_Data section:_
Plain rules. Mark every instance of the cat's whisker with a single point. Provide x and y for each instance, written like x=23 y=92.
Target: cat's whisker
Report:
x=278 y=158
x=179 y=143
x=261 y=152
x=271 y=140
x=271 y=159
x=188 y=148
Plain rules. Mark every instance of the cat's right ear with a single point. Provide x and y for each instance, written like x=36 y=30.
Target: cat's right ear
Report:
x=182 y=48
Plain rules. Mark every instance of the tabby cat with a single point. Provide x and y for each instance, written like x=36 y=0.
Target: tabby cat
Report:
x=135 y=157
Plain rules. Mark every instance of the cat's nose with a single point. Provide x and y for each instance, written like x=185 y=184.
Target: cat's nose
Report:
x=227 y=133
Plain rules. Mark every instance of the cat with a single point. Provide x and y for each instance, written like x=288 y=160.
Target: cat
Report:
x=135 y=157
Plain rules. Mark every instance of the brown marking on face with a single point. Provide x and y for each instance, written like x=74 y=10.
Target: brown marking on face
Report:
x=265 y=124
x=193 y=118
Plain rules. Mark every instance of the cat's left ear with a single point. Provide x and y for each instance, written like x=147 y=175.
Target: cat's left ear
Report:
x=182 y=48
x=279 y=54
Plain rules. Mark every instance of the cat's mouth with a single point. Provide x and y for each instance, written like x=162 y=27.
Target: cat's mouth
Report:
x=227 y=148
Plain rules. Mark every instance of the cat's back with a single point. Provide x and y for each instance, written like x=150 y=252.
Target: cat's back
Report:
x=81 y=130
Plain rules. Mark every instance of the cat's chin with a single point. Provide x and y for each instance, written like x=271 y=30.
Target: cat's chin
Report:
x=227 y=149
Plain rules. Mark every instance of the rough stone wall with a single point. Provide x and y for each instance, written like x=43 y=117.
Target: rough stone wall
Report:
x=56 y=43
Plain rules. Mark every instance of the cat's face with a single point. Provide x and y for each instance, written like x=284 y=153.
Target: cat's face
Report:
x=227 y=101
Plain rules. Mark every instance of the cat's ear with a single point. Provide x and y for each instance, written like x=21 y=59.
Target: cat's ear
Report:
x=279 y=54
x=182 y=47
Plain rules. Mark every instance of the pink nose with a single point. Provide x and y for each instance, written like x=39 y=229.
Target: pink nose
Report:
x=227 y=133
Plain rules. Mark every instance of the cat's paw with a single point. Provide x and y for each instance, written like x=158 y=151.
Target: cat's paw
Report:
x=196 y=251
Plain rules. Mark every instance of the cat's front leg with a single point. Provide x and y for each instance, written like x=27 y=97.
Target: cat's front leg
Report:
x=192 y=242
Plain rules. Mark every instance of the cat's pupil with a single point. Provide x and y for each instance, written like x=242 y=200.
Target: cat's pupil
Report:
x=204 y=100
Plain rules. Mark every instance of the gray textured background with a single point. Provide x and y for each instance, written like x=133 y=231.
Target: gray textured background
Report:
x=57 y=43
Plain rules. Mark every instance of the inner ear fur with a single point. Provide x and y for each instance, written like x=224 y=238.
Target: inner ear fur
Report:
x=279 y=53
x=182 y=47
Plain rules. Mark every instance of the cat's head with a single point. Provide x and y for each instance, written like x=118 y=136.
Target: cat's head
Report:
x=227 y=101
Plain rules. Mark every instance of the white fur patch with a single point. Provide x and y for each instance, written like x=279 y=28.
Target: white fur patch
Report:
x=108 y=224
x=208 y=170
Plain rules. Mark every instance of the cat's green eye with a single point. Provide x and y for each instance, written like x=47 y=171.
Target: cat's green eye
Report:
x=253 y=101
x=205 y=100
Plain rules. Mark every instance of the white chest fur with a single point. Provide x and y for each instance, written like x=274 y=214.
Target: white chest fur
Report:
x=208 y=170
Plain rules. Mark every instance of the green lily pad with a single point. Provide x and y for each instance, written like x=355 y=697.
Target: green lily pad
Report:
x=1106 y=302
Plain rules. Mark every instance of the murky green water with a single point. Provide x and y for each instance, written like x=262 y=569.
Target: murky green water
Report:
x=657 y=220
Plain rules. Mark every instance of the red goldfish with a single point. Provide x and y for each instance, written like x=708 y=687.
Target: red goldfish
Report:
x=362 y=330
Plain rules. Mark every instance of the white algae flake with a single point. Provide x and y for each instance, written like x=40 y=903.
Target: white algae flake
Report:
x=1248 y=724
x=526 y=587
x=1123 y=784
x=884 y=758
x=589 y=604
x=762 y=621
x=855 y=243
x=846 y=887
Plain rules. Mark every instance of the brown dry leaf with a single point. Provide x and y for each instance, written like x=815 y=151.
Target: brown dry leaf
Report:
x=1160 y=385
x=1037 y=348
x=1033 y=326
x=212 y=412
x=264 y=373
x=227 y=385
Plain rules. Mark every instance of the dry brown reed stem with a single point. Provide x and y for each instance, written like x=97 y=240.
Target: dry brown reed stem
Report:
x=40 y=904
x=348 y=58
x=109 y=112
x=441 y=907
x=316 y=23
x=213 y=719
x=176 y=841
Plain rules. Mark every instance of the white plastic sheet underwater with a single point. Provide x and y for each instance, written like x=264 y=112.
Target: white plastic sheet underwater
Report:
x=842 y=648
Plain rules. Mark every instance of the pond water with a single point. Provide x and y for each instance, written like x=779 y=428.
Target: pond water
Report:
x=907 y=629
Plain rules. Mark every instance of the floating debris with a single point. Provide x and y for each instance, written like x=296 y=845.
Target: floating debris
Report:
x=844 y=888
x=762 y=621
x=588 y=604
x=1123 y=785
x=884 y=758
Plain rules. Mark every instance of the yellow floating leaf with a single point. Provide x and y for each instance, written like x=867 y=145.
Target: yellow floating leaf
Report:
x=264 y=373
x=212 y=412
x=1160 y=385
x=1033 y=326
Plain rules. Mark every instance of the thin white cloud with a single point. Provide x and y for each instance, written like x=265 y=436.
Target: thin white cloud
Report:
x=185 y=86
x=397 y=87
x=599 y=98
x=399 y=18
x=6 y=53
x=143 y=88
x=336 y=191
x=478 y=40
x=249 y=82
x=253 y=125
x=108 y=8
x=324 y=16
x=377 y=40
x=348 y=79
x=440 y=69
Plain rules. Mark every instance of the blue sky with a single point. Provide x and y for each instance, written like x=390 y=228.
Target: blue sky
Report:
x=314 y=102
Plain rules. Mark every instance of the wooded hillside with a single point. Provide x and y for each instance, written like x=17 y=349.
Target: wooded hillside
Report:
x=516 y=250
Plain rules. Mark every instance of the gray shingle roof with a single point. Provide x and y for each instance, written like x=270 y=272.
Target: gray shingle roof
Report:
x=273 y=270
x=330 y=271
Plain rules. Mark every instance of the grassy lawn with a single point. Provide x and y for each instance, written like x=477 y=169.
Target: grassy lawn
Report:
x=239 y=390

_Given instruction:_
Rewrite all of the lines above, replacing each "Target" with "Object" and changing nothing else.

_Finished answer:_
Plain rules. Mark every instance of the cat's whisker with a single point. Provide x and y for each instance, written like x=23 y=92.
Object: cat's whisker
Report:
x=278 y=158
x=179 y=143
x=261 y=152
x=271 y=140
x=271 y=159
x=188 y=148
Plain rules. Mark every instance of the cat's right ear with a single point. Provide x and y for each instance, written like x=36 y=30.
Object: cat's right ear
Report:
x=182 y=48
Plain rules. Mark every instance of the tabby cat with a single point. Provide x and y for each instance, written like x=36 y=0.
Object: tabby cat
Report:
x=135 y=157
Plain rules. Mark every instance of the cat's nose with a single point. Provide x and y for each instance, written like x=185 y=184.
Object: cat's nose
Report:
x=227 y=133
Plain rules. Mark every instance of the cat with a single point. Provide x and y for each instance, written like x=288 y=160.
Object: cat
Report:
x=135 y=157
Plain rules. Mark every instance of the brown marking on face with a single point. Provide x and y for each instance, written like x=74 y=10.
Object: brown marking on face
Report:
x=265 y=124
x=193 y=118
Plain rules. Mark every instance of the cat's left ear with a single point. Provide x and y for each instance, written like x=147 y=175.
Object: cat's left ear
Report:
x=182 y=48
x=279 y=54
Plain rules. Mark every instance of the cat's mouth with a single point. Provide x and y for each instance, written like x=162 y=27.
Object: cat's mouth
Report:
x=227 y=148
Plain rules. Mark every instance of the cat's back with a single point. Provide x and y for each instance, written like x=150 y=252.
Object: cat's back
Report:
x=81 y=130
Plain rules. Mark every instance of the cat's chin with a single point. Provide x and y for each instance, written like x=271 y=30.
Object: cat's chin
Report:
x=227 y=149
Plain rules. Mark every instance of the rough stone wall with a single point. Provide x and y for each instance, written like x=43 y=117.
Object: rough stone wall
Report:
x=56 y=43
Plain rules. Mark every instance of the cat's face with a single point. Provide x and y for each instance, written like x=284 y=153.
Object: cat's face
Report:
x=227 y=101
Plain rules. Mark every instance of the cat's ear with a single point. Provide x and y for each instance, written like x=21 y=59.
Object: cat's ear
Report:
x=279 y=54
x=182 y=47
Plain rules. Mark every instance of the pink nose with a single point. Provide x and y for each instance, written like x=39 y=229.
Object: pink nose
Report:
x=227 y=133
Plain rules. Mark every instance of the cat's paw with a single point. Provide x and y for each instance, written like x=158 y=151.
Object: cat's paw
Report:
x=196 y=251
Plain rules. Mark every instance of the cat's front leg with a single point. Provide x and y for each instance, written like x=27 y=97.
Object: cat's front leg
Report:
x=192 y=242
Plain rules. Mark every instance of the cat's pupil with a single point. Provide x and y for each instance, written like x=242 y=200.
Object: cat's pupil
Report:
x=204 y=100
Plain rules. Mark every instance of the gray textured background with a single point. Provide x and y for each instance, written like x=133 y=231.
Object: gray textured background
Report:
x=57 y=43
Plain rules. Mark every instance of the inner ear fur with a single point. Provide x and y for each instance, written like x=224 y=238.
Object: inner ear fur
Report:
x=279 y=53
x=182 y=47
Plain rules. Mark every instance of the cat's head with a single point. Provide x and y for each instance, written like x=118 y=136.
Object: cat's head
Report:
x=227 y=101
Plain rules. Mark every instance of the white fur patch with a single point. Provide x and y for each instance, written like x=279 y=28.
Object: white fur patch
Report:
x=108 y=224
x=208 y=170
Plain rules. Mark every instance of the cat's green eye with a single point. Provide x and y for each instance, written like x=47 y=171.
Object: cat's green eye
Report:
x=253 y=101
x=205 y=100
Plain rules. Mark every instance of the white chest fur with a single point. Provide x and y for each instance, written like x=274 y=214.
Object: white chest fur
Report:
x=208 y=170
Plain rules. Mark every instance of the green lily pad with a single point. Provide x and y for each instance, written like x=355 y=697.
Object: green lily pad
Report:
x=1106 y=302
Plain rules. Mark every instance of the murky green water with a single point. Provide x and y for each instance, written like x=262 y=569.
Object: murky green water
Report:
x=657 y=220
Plain rules. Mark every instance of the red goldfish with a single point. Provide x and y for each instance, written like x=708 y=687.
Object: red goldfish
Report:
x=362 y=330
Plain rules. Mark every instance of the white algae flake with a single point. Provide x and y for each instance, written like x=40 y=903.
Object: white algae flake
Report:
x=1248 y=724
x=526 y=587
x=1123 y=784
x=884 y=758
x=589 y=604
x=762 y=621
x=855 y=243
x=846 y=887
Plain rules. Mark every instance of the brown dry leaf with a single point. Provide x and y for each instance, written like x=815 y=151.
Object: brown dry leaf
Report:
x=1160 y=385
x=1037 y=348
x=1033 y=326
x=212 y=412
x=264 y=373
x=227 y=385
Plain rules. Mark every instance of the dry brown reed stem with a single point. Provide x and y for each instance, written like x=97 y=240.
Object: dry brown reed stem
Report:
x=40 y=904
x=348 y=58
x=109 y=112
x=441 y=907
x=316 y=23
x=213 y=719
x=176 y=841
Plain rules. Mark every instance of the white plastic sheet underwater with a single point. Provide x and y for each instance, written like x=264 y=112.
Object: white plastic sheet underwater
Report:
x=842 y=648
Plain rules. Mark every instance of the pond water with a single point. Provide x and y for each instance, written like x=779 y=428.
Object: pond water
Report:
x=907 y=629
Plain rules. Mark every instance of the floating debris with a single point. Provide x and y for each instance, written like x=296 y=845.
Object: floating debris
Report:
x=844 y=888
x=762 y=621
x=588 y=604
x=1123 y=785
x=884 y=758
Plain rules. Mark every instance of the yellow floating leaf with a single point. Provide x and y for each instance, written like x=867 y=145.
Object: yellow floating leaf
Report:
x=264 y=373
x=212 y=412
x=1160 y=385
x=1033 y=326
Plain rules. Mark every instance of the thin white cloud with a single point. Provide x and y for each instance, written like x=265 y=436.
Object: thin white cloud
Report:
x=185 y=86
x=397 y=87
x=599 y=98
x=399 y=18
x=6 y=53
x=143 y=88
x=336 y=191
x=478 y=40
x=249 y=82
x=253 y=125
x=108 y=8
x=324 y=16
x=377 y=40
x=348 y=79
x=440 y=69
Plain rules. Mark every instance of the blue sky with a single point. Provide x and y for each instance, written like x=390 y=228.
Object: blue sky
Report:
x=314 y=102
Plain rules. Mark every instance of the wooded hillside with a single point. Provide x and y for each instance, written like x=17 y=349.
Object: wooded hillside
Report:
x=516 y=250
Plain rules. Mark every instance of the gray shingle roof with a single point. Provide x and y for each instance, written like x=270 y=272.
Object: gray shingle roof
Report:
x=273 y=270
x=330 y=271
Plain rules. Mark every instance of the grassy lawn with a single point. Provide x and y for each instance, written like x=477 y=169.
Object: grassy lawn
Report:
x=239 y=390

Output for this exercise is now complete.